DATA: Begin
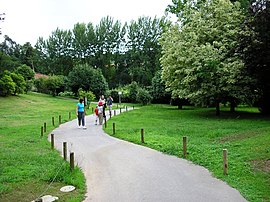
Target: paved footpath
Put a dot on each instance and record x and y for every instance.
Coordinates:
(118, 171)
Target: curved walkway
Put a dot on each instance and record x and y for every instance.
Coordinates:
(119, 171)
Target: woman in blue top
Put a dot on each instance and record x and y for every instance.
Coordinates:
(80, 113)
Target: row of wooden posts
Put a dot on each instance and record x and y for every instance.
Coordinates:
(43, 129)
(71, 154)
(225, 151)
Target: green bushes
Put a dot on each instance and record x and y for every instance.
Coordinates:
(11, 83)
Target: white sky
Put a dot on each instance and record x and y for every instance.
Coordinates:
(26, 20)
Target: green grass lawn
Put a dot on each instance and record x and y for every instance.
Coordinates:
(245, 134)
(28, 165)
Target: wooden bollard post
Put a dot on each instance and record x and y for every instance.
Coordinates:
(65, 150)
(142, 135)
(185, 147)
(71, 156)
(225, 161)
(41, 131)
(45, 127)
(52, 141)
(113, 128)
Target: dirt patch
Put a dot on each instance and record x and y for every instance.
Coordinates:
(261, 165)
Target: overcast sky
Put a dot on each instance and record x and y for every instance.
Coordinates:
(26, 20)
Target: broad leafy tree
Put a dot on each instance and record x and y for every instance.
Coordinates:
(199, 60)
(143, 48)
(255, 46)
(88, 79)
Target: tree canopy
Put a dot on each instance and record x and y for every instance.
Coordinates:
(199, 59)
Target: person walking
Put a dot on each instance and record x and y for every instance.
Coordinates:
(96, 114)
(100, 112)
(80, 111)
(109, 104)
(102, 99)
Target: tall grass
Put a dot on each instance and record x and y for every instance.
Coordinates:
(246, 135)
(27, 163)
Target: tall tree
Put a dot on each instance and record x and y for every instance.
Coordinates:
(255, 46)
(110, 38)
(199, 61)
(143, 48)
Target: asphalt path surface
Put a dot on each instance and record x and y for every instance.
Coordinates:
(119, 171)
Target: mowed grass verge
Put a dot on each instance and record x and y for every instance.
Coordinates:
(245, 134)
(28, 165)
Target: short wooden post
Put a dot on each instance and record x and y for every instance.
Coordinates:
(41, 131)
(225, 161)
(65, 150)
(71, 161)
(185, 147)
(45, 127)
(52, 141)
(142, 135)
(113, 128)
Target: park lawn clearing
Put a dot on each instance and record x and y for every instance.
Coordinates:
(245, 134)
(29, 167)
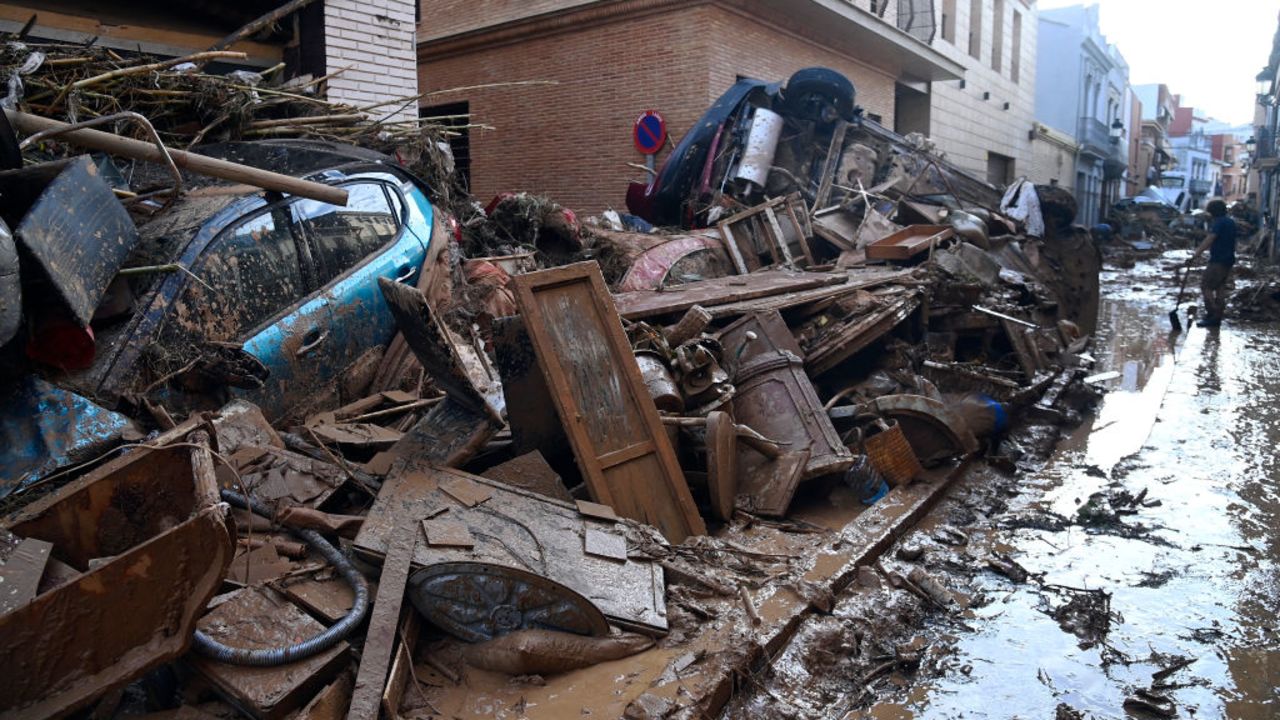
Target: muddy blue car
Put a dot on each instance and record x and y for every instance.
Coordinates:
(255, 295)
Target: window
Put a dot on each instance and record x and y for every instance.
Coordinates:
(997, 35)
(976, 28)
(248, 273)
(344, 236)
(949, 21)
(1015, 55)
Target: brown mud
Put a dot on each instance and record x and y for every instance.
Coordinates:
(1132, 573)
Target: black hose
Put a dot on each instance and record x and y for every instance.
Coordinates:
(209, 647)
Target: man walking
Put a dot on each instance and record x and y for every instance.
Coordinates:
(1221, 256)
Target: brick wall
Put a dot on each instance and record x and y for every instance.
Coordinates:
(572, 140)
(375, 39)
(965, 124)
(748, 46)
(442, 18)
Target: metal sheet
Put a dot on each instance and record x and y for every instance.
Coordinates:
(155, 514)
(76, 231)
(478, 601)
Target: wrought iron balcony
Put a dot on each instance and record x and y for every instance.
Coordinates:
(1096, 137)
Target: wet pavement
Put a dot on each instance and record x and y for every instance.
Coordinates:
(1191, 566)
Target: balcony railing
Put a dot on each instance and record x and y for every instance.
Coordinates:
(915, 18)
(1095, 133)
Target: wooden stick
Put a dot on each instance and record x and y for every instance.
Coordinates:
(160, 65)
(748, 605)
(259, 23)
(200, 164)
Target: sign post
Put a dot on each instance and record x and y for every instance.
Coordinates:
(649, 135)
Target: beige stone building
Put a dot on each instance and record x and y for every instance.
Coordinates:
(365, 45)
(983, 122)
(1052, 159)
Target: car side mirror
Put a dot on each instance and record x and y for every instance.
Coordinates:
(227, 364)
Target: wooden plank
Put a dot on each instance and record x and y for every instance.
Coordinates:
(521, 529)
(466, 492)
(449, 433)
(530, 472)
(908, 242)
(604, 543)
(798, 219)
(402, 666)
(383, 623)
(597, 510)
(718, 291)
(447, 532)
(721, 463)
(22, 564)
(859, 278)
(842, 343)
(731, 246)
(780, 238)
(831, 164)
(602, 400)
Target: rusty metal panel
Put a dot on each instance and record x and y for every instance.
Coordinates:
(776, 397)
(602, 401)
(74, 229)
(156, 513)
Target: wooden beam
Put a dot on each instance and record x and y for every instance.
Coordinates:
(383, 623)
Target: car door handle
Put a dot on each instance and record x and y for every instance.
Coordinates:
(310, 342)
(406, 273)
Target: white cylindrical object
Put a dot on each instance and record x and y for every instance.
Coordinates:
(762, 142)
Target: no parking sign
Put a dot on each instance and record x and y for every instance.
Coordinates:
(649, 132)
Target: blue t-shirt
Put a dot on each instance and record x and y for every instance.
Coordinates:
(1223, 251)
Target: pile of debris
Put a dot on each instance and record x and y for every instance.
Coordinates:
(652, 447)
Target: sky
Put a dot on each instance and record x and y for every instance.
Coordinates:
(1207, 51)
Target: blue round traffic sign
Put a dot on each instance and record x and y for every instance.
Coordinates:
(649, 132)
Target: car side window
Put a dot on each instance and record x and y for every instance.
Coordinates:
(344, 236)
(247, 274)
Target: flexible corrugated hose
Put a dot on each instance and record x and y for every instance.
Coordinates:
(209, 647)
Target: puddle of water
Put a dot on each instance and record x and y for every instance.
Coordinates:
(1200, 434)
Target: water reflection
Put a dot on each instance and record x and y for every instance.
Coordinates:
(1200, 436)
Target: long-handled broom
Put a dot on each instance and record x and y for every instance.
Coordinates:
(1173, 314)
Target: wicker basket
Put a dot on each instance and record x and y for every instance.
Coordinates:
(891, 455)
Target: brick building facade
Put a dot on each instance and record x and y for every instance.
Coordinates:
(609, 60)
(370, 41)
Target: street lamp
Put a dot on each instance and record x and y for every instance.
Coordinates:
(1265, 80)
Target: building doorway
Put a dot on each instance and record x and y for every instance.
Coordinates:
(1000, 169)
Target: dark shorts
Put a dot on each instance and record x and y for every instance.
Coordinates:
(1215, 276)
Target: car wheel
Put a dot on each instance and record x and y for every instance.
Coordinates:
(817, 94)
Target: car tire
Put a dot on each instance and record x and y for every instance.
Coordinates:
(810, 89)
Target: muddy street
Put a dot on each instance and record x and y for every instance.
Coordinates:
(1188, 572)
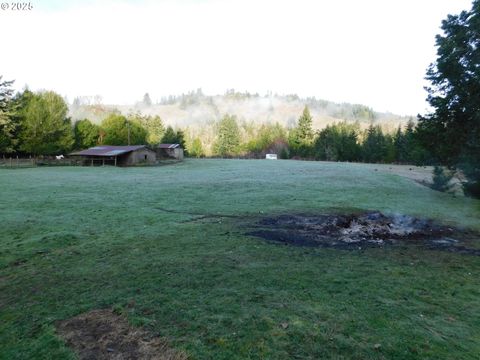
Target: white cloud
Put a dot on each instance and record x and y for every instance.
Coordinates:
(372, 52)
DATA: End
ACTIVITY
Write out every entry above exactly, minus the pictures.

TASK SOLUTION
Target: paved footpath
Put a dot on each instance and record x and y for every instance.
Coordinates:
(118, 171)
Target: curved walkway
Put a dot on each instance and record x and y for every instance.
Coordinates:
(119, 171)
Target: woman in blue top
Put a dot on each instance and record x and y for every instance.
Coordinates:
(80, 113)
Target: row of wooden posts
Put a dot on each instance and record x and y for every instance.
Coordinates:
(43, 129)
(71, 154)
(225, 151)
Target: green bushes
Put a dot on each instance and record x and y for every instance.
Coordinates:
(11, 83)
Target: white sky
Put a dot on each instance and record x and y for every instance.
Coordinates:
(26, 20)
Target: green grass lawn
Put a dot on each instance and record x and y for every instance.
Coordinates:
(245, 134)
(28, 165)
Target: wooden bollard post
Put a dot on each instance and record x and y for every instance.
Coordinates:
(65, 150)
(142, 135)
(185, 147)
(71, 156)
(225, 161)
(41, 131)
(45, 127)
(52, 141)
(113, 128)
Target: dirt patch
Put a dot on each instance and record x and y for every instance.
Coordinates:
(261, 165)
Target: overcast sky
Put a dot on each instance and record x and y for every instance.
Coordinates:
(26, 20)
Target: broad leafy tree
Put a dot on each instance and record x and y for every instance.
Coordinates:
(199, 60)
(143, 48)
(255, 46)
(88, 79)
Target: tree canopy
Put a dot on each instance and record x and y for every instance.
Coordinates:
(199, 59)
Target: person walking
Put a dot on each instance and record x and y for every instance.
Coordinates:
(96, 114)
(100, 112)
(80, 111)
(109, 104)
(102, 99)
Target: tall grass
Put a dot on each instance and record x and y for every instance.
Coordinates:
(246, 135)
(27, 163)
Target: tall tree
Put a dot on each instance and record x and y for every instance.
Coordinates:
(255, 46)
(110, 38)
(199, 61)
(143, 48)
Target: asphalt path surface
Put a dot on each instance and record x and y for every instance.
Coordinates:
(119, 171)
Target: mowed grass verge
Put a dot on each instance and record x and y for every instance.
Coordinates:
(245, 134)
(28, 165)
Target: short wooden post
Put a dot on each instance and record x and y for every instance.
Coordinates:
(41, 131)
(225, 161)
(65, 150)
(71, 161)
(185, 147)
(45, 127)
(52, 141)
(142, 135)
(113, 128)
Target: park lawn clearing
Put a dot on each instance and record x and y for every instance.
Coordinates:
(245, 134)
(29, 167)
Target: muddy blue car
Put a dot on each instance and record x and y for every instance.
Coordinates:
(255, 295)
Target: window
Put a dot on each instance and record x and y for every instance.
Coordinates:
(997, 35)
(976, 28)
(248, 273)
(344, 236)
(949, 21)
(1015, 55)
Target: brown mud
Put a dot on each instance and record x and y for every instance.
Coordinates:
(1132, 573)
Target: black hose
Put a dot on each instance and record x and y for every instance.
Coordinates:
(209, 647)
Target: man walking
Put a dot on each instance and record x and y for every instance.
Coordinates:
(1221, 256)
Target: brick wall
Put a dot on each instance and record x and y for every instance.
Coordinates:
(572, 140)
(375, 39)
(965, 124)
(748, 46)
(442, 18)
Target: metal sheet
Put a dot on each instance and record x and y for every instance.
Coordinates:
(155, 514)
(76, 231)
(478, 601)
Target: wrought iron balcony
Put a dot on each instance and record x and y for every instance.
Coordinates:
(1096, 137)
Target: wet pavement
Put a dot on each instance and record x and y for every instance.
Coordinates:
(1191, 566)
Target: balcony railing
Put a dot on each instance and record x and y for every instance.
Coordinates:
(915, 18)
(1095, 133)
Target: wooden stick
Put a dot on each instance and record x and y for every instance.
Coordinates:
(160, 65)
(748, 605)
(259, 23)
(200, 164)
Target: sign post
Put a dot on each instance and record x and y for every instance.
Coordinates:
(649, 135)
Target: beige stone building
Put a dot on each instance and record x and y for every instance.
Coordinates:
(365, 45)
(983, 122)
(1052, 159)
Target: car side mirror
Put a dot on each instance and record x and y for every instance.
Coordinates:
(227, 364)
Target: wooden plank
Put a dot on each instance and record x and y for every instance.
Coordinates:
(521, 529)
(466, 492)
(449, 433)
(530, 472)
(908, 242)
(604, 543)
(798, 219)
(402, 666)
(383, 623)
(597, 510)
(718, 291)
(447, 532)
(721, 463)
(22, 564)
(859, 278)
(842, 343)
(731, 246)
(780, 238)
(831, 164)
(602, 400)
Target: rusty metal panel
Put a dot on each instance and record x and y for every instance.
Coordinates:
(776, 397)
(602, 401)
(74, 229)
(156, 513)
Target: wooden beam
Put a dot on each instance and record x and y for every instance.
Coordinates:
(383, 623)
Target: car door handle
Put a dot on each instance and record x and y for every instance.
Coordinates:
(310, 342)
(406, 273)
Target: white cylindrical object
Put a dot on each instance and record x and y for every instance.
Coordinates:
(762, 142)
Target: no parking sign
Put a dot on each instance and record x and y for every instance.
Coordinates:
(649, 132)
Target: blue t-shirt
Put a dot on each instance and record x and y for every instance.
Coordinates:
(1223, 251)
Target: pile of debris
Put a dot on each instance and record x and y for every instance.
Coordinates:
(652, 447)
Target: sky
Put a dot on each instance and record x and y for every instance.
Coordinates:
(1207, 51)
Target: blue round traffic sign
Put a dot on each instance and record x and y for every instance.
Coordinates:
(649, 132)
Target: car side window
Put a dot on each instance and record x and y for every instance.
Coordinates:
(344, 236)
(247, 274)
Target: flexible corrugated hose
Put a dot on each instance and record x and y for every instance.
Coordinates:
(209, 647)
Target: puddle of water
Put a dot on each instance and record x and y for every instance.
Coordinates:
(1200, 434)
Target: water reflection
Put a dot on each instance and record x and y for every instance.
Coordinates:
(1200, 436)
Target: long-handled broom
Put a dot on each instance and record x and y for every instance.
Coordinates:
(1173, 314)
Target: wicker basket
Put a dot on each instance and record x and y for every instance.
Coordinates:
(891, 455)
Target: brick building facade
Put a dot on each instance and record x and y for every instance.
Coordinates:
(609, 60)
(370, 41)
Target: street lamp
Put a dot on each instance and record x and y for every instance.
Coordinates:
(1265, 80)
Target: building doorway
Put a dot on each instance and record x and y for every instance.
Coordinates:
(1000, 169)
Target: dark shorts
Put a dot on each instance and record x and y for every instance.
Coordinates:
(1215, 276)
Target: car wheel
Put a dot on each instance and record x and y for every instance.
Coordinates:
(817, 94)
Target: car tire
Put a dot on each instance and record x and y for every instance.
Coordinates:
(810, 89)
Target: muddy street
Put a dot on each instance and record x and y for every instance.
Coordinates:
(1188, 572)
Target: white cloud
Put a dot on each instance and record x and y for every instance.
Coordinates:
(372, 52)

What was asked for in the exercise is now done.